* **Objective**: Please count the lines of the material below that contain the word "every" and reply with that number alone.

* **Information shown**:
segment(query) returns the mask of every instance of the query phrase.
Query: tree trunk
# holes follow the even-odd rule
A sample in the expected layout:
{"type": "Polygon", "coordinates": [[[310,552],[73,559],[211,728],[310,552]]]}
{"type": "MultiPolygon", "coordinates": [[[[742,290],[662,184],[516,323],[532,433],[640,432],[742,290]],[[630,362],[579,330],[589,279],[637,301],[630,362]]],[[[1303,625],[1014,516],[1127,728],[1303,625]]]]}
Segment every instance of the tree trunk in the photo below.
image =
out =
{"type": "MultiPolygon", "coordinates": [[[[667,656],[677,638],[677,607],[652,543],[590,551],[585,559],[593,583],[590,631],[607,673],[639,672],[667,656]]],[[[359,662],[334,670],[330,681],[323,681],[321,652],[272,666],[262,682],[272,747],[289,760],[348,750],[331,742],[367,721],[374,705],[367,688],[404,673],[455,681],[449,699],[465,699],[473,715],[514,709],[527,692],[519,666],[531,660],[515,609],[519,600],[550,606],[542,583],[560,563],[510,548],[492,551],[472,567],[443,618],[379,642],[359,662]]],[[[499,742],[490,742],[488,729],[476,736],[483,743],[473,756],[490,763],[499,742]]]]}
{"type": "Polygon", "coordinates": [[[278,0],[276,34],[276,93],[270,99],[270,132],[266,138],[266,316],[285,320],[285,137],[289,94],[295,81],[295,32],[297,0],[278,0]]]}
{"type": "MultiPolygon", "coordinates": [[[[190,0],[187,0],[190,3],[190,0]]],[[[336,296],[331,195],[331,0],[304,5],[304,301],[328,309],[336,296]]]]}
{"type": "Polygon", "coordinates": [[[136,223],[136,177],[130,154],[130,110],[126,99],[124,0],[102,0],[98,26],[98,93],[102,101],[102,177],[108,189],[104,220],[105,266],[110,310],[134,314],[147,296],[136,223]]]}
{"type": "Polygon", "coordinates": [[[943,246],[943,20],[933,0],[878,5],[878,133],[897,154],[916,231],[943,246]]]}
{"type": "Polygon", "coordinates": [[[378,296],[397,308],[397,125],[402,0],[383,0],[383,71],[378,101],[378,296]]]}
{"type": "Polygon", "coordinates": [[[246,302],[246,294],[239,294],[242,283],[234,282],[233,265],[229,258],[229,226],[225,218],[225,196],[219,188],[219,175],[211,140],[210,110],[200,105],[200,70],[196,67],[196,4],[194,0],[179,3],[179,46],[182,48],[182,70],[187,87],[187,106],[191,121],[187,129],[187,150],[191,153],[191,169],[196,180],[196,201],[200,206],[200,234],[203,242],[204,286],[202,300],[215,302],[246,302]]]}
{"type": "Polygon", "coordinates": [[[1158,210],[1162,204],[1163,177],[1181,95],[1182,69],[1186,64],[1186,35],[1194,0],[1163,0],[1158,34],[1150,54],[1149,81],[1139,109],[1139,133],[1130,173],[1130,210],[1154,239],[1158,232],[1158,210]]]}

* **Written response**: 2